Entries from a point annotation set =
------------------------------------------------

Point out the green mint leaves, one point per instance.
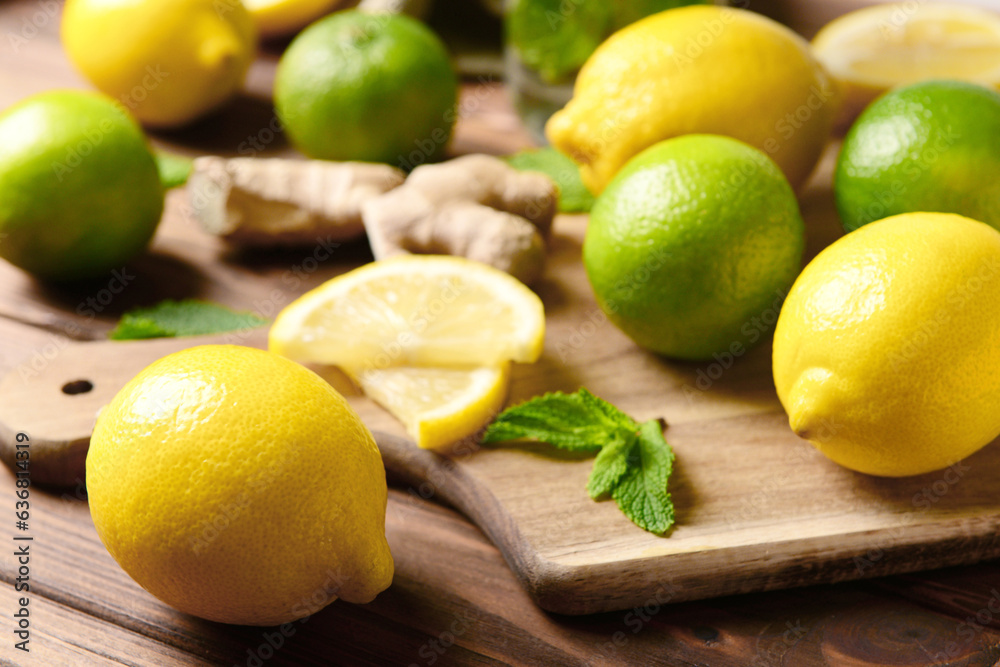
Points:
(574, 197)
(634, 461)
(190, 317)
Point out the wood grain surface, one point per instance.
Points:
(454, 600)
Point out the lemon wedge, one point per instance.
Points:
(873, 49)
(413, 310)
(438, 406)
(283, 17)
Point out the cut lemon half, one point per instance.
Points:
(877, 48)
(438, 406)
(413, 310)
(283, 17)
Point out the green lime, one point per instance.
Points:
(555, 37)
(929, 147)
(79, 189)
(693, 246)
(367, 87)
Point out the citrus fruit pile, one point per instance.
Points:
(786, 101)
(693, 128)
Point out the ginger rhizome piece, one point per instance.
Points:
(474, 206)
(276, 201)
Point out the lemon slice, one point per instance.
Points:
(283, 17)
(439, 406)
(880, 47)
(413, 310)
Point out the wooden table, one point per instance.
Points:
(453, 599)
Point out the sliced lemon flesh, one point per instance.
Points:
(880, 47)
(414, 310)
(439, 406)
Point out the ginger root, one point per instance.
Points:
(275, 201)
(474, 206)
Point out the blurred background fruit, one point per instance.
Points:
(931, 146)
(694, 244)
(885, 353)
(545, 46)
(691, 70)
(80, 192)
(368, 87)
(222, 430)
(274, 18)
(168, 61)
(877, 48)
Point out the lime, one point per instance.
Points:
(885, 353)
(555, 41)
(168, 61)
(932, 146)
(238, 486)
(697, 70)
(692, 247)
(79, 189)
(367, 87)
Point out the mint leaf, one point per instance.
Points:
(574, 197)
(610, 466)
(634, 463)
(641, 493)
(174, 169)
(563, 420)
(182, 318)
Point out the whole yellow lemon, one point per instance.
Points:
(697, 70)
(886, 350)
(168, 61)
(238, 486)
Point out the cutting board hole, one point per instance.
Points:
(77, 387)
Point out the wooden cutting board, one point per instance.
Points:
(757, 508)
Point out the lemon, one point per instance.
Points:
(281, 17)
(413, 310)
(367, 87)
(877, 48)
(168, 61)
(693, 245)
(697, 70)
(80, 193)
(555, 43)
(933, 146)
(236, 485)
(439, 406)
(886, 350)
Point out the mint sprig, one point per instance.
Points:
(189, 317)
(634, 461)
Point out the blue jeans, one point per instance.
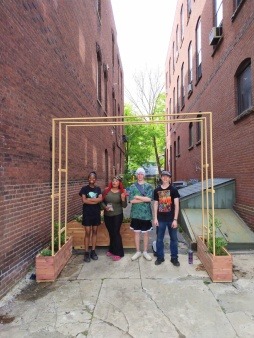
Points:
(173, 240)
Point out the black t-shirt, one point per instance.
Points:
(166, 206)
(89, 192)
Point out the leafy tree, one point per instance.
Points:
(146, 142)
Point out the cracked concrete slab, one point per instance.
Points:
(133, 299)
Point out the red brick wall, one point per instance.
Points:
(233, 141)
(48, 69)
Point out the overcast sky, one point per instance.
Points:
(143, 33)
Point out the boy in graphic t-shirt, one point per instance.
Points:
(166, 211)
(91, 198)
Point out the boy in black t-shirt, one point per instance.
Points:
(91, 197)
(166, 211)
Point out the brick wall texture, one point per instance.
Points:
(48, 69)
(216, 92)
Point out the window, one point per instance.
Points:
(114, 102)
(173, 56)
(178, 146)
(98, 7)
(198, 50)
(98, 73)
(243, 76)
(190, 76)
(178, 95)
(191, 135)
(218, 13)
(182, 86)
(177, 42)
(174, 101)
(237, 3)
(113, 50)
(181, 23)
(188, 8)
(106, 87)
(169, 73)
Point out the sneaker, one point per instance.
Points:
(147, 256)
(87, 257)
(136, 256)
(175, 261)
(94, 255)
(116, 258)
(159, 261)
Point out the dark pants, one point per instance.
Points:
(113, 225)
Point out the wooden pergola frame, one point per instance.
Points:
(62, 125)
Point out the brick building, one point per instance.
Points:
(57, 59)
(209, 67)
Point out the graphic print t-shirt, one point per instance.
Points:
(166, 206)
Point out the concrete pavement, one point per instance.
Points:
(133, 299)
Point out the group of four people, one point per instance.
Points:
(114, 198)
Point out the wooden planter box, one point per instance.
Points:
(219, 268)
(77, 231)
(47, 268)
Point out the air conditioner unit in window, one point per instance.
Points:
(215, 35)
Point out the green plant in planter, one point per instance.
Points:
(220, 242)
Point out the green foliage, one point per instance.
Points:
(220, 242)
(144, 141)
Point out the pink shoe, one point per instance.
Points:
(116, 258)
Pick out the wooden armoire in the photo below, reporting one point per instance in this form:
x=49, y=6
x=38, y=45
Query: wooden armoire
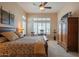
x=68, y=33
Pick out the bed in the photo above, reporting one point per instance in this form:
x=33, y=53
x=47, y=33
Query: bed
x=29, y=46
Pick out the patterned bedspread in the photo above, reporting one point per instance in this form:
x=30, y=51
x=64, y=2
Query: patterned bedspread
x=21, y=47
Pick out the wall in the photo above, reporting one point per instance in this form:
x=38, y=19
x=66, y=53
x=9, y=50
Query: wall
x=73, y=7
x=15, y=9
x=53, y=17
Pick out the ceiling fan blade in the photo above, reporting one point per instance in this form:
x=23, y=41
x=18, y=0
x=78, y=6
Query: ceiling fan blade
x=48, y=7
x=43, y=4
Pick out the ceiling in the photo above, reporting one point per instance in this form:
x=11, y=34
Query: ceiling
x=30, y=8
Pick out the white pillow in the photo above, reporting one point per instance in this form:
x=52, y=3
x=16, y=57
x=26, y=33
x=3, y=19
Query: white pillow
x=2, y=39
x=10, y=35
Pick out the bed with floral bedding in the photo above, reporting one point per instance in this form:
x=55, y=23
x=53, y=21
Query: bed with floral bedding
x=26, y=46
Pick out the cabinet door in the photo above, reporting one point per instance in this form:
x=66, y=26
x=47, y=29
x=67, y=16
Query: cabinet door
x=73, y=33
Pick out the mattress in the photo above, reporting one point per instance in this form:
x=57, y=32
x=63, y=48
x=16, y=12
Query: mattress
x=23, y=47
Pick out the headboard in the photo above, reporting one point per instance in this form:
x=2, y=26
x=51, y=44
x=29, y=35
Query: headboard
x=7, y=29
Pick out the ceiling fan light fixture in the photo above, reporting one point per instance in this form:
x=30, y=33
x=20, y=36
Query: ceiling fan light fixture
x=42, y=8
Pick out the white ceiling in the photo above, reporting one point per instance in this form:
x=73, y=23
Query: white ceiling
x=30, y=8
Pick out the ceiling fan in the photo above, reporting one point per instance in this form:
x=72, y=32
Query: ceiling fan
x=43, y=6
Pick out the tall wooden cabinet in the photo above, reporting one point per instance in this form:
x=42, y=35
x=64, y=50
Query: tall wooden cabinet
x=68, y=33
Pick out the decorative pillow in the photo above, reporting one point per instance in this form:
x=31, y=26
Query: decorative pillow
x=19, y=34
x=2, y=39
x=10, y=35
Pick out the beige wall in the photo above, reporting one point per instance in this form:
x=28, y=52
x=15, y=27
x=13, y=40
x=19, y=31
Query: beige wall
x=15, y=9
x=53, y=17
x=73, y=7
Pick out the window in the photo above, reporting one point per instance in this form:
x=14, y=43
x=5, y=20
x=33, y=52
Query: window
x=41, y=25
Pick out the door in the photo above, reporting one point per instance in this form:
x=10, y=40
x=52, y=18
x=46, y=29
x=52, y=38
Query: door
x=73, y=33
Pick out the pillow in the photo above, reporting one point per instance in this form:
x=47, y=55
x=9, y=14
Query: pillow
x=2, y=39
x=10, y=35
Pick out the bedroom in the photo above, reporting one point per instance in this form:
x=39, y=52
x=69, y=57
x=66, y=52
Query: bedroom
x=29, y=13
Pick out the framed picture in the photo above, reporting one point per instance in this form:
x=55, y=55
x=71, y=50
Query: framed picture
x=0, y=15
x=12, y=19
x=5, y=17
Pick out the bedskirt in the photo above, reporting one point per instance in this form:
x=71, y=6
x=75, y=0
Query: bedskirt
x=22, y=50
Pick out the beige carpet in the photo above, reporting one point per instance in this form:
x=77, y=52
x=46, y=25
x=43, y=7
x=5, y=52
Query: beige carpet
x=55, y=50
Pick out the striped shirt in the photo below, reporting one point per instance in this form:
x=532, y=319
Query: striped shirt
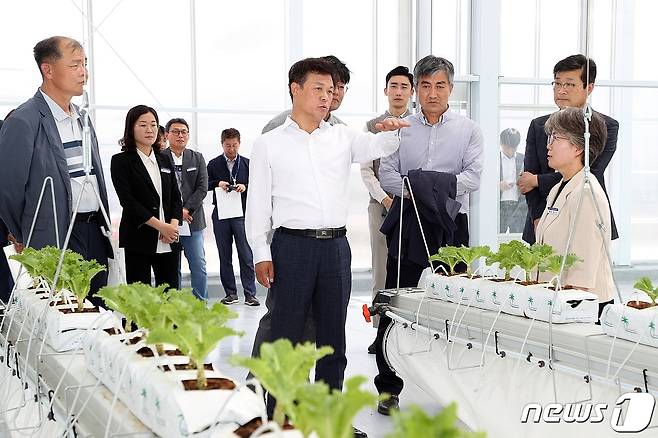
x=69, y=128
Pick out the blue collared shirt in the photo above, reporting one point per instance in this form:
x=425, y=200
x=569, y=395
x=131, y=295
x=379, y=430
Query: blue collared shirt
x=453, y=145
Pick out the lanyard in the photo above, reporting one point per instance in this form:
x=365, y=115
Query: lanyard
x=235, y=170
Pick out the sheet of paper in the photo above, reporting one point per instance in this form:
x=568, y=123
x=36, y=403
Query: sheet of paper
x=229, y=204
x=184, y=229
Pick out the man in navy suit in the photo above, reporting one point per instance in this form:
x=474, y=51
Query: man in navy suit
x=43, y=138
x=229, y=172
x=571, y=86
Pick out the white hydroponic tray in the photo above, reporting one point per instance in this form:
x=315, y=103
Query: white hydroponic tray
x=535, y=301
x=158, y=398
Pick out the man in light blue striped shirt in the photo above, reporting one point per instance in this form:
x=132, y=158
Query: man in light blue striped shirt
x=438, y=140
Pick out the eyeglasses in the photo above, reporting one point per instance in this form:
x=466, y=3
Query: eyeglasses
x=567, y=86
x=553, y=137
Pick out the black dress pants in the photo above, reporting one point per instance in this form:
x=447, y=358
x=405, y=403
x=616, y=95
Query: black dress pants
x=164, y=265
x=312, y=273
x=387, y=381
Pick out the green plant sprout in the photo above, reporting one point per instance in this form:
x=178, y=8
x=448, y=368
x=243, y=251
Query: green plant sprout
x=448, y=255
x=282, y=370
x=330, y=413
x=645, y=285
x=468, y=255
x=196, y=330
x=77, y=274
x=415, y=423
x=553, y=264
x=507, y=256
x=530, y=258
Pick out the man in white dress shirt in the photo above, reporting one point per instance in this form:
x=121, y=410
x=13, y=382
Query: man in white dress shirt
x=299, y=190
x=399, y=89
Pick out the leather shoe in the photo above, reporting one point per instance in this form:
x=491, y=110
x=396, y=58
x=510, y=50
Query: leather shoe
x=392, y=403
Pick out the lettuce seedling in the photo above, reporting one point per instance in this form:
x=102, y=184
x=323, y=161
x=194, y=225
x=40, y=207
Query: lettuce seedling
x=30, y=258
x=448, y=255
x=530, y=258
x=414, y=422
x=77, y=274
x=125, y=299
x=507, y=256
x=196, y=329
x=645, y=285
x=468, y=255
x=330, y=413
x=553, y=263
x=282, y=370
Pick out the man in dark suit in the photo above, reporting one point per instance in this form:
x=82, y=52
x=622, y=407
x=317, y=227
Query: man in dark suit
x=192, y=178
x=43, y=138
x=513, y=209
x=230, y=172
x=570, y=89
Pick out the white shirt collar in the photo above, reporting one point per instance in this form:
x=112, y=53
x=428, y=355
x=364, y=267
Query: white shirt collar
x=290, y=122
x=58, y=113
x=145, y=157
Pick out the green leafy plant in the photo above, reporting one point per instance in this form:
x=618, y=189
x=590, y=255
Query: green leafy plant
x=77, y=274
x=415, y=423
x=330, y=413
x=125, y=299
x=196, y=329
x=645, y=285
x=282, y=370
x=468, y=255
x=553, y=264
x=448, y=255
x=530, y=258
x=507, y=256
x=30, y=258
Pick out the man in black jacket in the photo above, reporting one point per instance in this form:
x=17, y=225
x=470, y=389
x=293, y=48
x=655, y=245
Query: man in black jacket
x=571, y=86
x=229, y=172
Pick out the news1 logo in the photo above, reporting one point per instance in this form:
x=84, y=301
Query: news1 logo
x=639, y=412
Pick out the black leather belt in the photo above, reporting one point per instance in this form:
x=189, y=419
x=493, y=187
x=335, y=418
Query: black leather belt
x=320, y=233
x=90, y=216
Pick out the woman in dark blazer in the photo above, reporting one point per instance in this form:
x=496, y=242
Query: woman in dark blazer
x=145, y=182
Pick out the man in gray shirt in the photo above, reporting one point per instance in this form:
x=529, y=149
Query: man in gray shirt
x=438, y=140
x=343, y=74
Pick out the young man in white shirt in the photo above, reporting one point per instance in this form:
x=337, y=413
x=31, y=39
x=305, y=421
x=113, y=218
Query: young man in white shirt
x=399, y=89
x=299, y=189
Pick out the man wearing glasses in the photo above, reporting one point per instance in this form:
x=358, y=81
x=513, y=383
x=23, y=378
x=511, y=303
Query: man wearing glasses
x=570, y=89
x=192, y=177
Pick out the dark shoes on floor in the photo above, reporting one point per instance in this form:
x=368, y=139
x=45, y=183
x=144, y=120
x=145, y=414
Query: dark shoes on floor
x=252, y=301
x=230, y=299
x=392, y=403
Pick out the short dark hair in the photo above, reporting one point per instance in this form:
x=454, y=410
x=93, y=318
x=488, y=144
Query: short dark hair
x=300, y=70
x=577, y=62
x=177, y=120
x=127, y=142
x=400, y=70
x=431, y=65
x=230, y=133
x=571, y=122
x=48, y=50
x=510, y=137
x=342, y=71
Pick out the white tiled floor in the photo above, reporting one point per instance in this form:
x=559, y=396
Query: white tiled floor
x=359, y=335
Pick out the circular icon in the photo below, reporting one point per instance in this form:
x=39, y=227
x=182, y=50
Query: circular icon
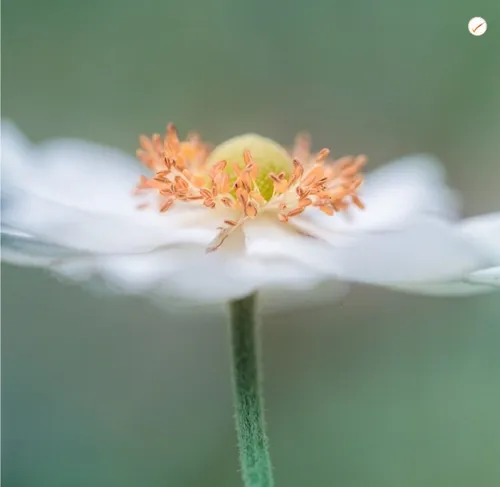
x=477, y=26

------------------------------------------------

Requirements =
Retype only the lines from the one with "Pick out the short" through the final line of the entries, please, and keep the pictures out.

Complete output =
Pick out the short dark hair in the photo above, reporting one point per instance in this form:
x=454, y=410
x=93, y=318
x=488, y=144
Query: short dark hair
x=300, y=70
x=577, y=62
x=177, y=120
x=127, y=142
x=400, y=70
x=431, y=65
x=230, y=133
x=571, y=122
x=48, y=50
x=510, y=137
x=342, y=71
Pick out the white tiled floor in the photo above, reporting one point per instance in this form:
x=559, y=396
Query: white tiled floor
x=359, y=335
Pick out the circular icon in the photo below, reporting one point per instance in this form:
x=39, y=227
x=182, y=50
Query: circular icon
x=477, y=26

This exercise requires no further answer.